- _Dataset records_:
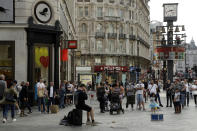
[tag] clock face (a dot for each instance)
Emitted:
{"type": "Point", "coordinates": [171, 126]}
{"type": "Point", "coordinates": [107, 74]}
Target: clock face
{"type": "Point", "coordinates": [43, 12]}
{"type": "Point", "coordinates": [170, 10]}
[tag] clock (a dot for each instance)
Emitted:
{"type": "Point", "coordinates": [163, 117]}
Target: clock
{"type": "Point", "coordinates": [170, 12]}
{"type": "Point", "coordinates": [43, 12]}
{"type": "Point", "coordinates": [7, 11]}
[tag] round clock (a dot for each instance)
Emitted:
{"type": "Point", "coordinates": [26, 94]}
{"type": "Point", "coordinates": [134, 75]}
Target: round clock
{"type": "Point", "coordinates": [43, 12]}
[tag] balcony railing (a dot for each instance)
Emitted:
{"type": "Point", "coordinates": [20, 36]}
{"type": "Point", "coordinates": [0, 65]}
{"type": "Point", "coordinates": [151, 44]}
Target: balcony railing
{"type": "Point", "coordinates": [100, 35]}
{"type": "Point", "coordinates": [132, 37]}
{"type": "Point", "coordinates": [112, 35]}
{"type": "Point", "coordinates": [122, 36]}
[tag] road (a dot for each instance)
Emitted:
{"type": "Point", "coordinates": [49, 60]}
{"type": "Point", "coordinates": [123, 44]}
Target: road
{"type": "Point", "coordinates": [130, 121]}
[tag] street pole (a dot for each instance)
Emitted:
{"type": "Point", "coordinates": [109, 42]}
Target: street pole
{"type": "Point", "coordinates": [170, 42]}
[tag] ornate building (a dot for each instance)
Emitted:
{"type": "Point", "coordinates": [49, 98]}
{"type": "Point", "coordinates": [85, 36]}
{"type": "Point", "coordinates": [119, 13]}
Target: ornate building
{"type": "Point", "coordinates": [113, 35]}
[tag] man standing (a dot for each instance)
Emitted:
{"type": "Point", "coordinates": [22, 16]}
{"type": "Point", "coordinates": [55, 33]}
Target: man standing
{"type": "Point", "coordinates": [168, 93]}
{"type": "Point", "coordinates": [51, 95]}
{"type": "Point", "coordinates": [82, 96]}
{"type": "Point", "coordinates": [3, 86]}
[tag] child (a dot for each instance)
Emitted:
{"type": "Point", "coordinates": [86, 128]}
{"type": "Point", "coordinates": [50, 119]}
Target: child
{"type": "Point", "coordinates": [153, 105]}
{"type": "Point", "coordinates": [177, 105]}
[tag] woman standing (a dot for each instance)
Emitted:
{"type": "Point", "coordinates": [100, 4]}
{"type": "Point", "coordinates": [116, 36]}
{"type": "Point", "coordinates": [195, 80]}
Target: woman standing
{"type": "Point", "coordinates": [9, 100]}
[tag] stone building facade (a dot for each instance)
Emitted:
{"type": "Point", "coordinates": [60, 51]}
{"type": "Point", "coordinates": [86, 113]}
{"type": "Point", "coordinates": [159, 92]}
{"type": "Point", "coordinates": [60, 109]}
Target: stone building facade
{"type": "Point", "coordinates": [30, 39]}
{"type": "Point", "coordinates": [113, 35]}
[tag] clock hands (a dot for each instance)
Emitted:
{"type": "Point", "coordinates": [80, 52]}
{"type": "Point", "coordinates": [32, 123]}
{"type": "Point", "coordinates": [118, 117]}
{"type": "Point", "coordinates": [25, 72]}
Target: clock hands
{"type": "Point", "coordinates": [44, 12]}
{"type": "Point", "coordinates": [2, 9]}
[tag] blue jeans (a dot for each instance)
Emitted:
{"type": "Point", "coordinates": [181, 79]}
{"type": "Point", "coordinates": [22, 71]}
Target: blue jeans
{"type": "Point", "coordinates": [50, 102]}
{"type": "Point", "coordinates": [6, 107]}
{"type": "Point", "coordinates": [41, 102]}
{"type": "Point", "coordinates": [62, 101]}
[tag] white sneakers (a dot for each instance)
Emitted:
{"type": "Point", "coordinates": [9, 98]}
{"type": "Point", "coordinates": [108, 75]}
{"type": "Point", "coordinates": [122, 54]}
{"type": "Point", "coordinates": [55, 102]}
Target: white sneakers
{"type": "Point", "coordinates": [4, 120]}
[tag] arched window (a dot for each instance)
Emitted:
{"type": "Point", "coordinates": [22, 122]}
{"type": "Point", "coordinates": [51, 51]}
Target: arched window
{"type": "Point", "coordinates": [99, 28]}
{"type": "Point", "coordinates": [84, 28]}
{"type": "Point", "coordinates": [111, 28]}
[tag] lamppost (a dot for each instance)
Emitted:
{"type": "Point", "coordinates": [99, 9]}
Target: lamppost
{"type": "Point", "coordinates": [170, 49]}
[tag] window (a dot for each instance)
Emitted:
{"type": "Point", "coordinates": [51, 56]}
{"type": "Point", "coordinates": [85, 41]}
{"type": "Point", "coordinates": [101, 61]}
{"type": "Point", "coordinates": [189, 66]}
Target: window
{"type": "Point", "coordinates": [84, 28]}
{"type": "Point", "coordinates": [99, 12]}
{"type": "Point", "coordinates": [84, 44]}
{"type": "Point", "coordinates": [99, 44]}
{"type": "Point", "coordinates": [99, 28]}
{"type": "Point", "coordinates": [80, 12]}
{"type": "Point", "coordinates": [86, 11]}
{"type": "Point", "coordinates": [97, 61]}
{"type": "Point", "coordinates": [111, 28]}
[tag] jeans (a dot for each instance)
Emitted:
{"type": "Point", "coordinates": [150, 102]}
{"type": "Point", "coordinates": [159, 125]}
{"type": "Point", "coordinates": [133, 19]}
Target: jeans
{"type": "Point", "coordinates": [41, 101]}
{"type": "Point", "coordinates": [6, 108]}
{"type": "Point", "coordinates": [50, 102]}
{"type": "Point", "coordinates": [62, 101]}
{"type": "Point", "coordinates": [169, 97]}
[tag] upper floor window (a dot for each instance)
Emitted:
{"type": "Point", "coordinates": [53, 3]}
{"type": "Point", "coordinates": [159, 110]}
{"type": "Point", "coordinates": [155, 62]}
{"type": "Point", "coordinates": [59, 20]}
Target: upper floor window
{"type": "Point", "coordinates": [99, 11]}
{"type": "Point", "coordinates": [99, 28]}
{"type": "Point", "coordinates": [84, 28]}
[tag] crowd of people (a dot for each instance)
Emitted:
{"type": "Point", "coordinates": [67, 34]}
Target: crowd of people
{"type": "Point", "coordinates": [22, 96]}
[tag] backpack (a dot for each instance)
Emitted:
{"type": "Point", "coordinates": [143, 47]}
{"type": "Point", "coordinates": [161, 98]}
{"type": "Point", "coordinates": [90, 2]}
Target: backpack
{"type": "Point", "coordinates": [76, 98]}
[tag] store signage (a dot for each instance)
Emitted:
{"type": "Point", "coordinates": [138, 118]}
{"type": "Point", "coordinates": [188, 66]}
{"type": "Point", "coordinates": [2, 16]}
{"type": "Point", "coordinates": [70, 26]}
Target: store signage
{"type": "Point", "coordinates": [72, 44]}
{"type": "Point", "coordinates": [111, 68]}
{"type": "Point", "coordinates": [170, 53]}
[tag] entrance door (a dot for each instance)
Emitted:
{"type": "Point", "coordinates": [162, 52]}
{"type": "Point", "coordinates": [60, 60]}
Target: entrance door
{"type": "Point", "coordinates": [7, 61]}
{"type": "Point", "coordinates": [42, 63]}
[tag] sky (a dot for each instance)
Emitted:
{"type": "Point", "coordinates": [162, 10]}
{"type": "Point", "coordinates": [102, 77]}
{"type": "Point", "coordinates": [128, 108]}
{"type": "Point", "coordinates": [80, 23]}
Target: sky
{"type": "Point", "coordinates": [187, 15]}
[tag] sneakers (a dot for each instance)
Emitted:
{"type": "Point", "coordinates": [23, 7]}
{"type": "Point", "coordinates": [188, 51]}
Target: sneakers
{"type": "Point", "coordinates": [4, 120]}
{"type": "Point", "coordinates": [14, 119]}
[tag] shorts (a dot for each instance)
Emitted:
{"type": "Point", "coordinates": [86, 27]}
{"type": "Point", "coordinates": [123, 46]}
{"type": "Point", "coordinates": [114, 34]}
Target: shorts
{"type": "Point", "coordinates": [140, 98]}
{"type": "Point", "coordinates": [84, 107]}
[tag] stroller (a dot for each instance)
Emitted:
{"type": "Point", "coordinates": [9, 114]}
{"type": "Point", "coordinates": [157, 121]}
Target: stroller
{"type": "Point", "coordinates": [115, 104]}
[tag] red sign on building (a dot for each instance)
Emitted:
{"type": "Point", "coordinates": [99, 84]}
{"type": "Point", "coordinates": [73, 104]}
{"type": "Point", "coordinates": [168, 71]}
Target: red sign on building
{"type": "Point", "coordinates": [110, 68]}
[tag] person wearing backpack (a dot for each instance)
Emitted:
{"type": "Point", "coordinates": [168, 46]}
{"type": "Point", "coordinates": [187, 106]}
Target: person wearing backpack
{"type": "Point", "coordinates": [80, 104]}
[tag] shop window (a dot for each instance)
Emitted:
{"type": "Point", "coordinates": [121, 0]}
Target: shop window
{"type": "Point", "coordinates": [42, 63]}
{"type": "Point", "coordinates": [7, 61]}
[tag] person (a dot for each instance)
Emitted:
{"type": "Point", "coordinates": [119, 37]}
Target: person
{"type": "Point", "coordinates": [3, 85]}
{"type": "Point", "coordinates": [41, 96]}
{"type": "Point", "coordinates": [100, 92]}
{"type": "Point", "coordinates": [18, 90]}
{"type": "Point", "coordinates": [177, 105]}
{"type": "Point", "coordinates": [51, 95]}
{"type": "Point", "coordinates": [62, 92]}
{"type": "Point", "coordinates": [24, 100]}
{"type": "Point", "coordinates": [130, 89]}
{"type": "Point", "coordinates": [194, 91]}
{"type": "Point", "coordinates": [139, 93]}
{"type": "Point", "coordinates": [168, 93]}
{"type": "Point", "coordinates": [8, 102]}
{"type": "Point", "coordinates": [82, 96]}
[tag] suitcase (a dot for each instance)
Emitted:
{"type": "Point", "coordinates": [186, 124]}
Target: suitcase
{"type": "Point", "coordinates": [76, 117]}
{"type": "Point", "coordinates": [54, 109]}
{"type": "Point", "coordinates": [156, 117]}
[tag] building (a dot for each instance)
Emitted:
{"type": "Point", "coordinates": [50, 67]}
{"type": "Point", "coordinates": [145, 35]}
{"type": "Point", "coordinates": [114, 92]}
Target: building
{"type": "Point", "coordinates": [155, 40]}
{"type": "Point", "coordinates": [113, 37]}
{"type": "Point", "coordinates": [190, 58]}
{"type": "Point", "coordinates": [31, 35]}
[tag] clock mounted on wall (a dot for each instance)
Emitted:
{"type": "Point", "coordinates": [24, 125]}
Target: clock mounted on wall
{"type": "Point", "coordinates": [43, 12]}
{"type": "Point", "coordinates": [7, 11]}
{"type": "Point", "coordinates": [170, 12]}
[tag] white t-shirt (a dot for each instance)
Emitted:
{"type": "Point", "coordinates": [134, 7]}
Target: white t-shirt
{"type": "Point", "coordinates": [152, 88]}
{"type": "Point", "coordinates": [194, 92]}
{"type": "Point", "coordinates": [139, 86]}
{"type": "Point", "coordinates": [51, 91]}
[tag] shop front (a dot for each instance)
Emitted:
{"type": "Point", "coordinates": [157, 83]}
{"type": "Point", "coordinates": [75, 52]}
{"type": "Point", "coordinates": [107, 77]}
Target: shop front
{"type": "Point", "coordinates": [111, 73]}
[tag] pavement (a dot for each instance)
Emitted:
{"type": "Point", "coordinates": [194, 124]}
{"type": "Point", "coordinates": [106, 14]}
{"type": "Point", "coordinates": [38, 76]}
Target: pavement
{"type": "Point", "coordinates": [130, 121]}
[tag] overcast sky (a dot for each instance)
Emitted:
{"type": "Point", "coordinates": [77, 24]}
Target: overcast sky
{"type": "Point", "coordinates": [187, 15]}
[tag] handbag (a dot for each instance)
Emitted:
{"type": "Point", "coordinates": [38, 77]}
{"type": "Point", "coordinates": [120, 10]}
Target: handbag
{"type": "Point", "coordinates": [10, 97]}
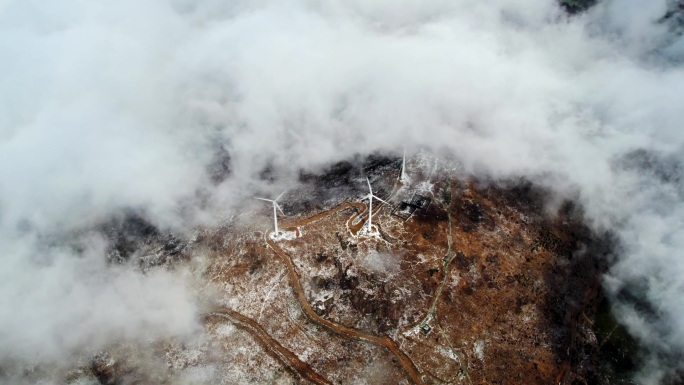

- _Work order_:
Word for word, reproduce each line from the one with "Target: overcast sky" through the last line of the material above, both included, and drop the pictures.

- _Response_:
Target: overcast sky
{"type": "Point", "coordinates": [187, 15]}
[tag] handbag (a dot for each instance)
Emitted:
{"type": "Point", "coordinates": [38, 77]}
{"type": "Point", "coordinates": [120, 10]}
Target: handbag
{"type": "Point", "coordinates": [10, 97]}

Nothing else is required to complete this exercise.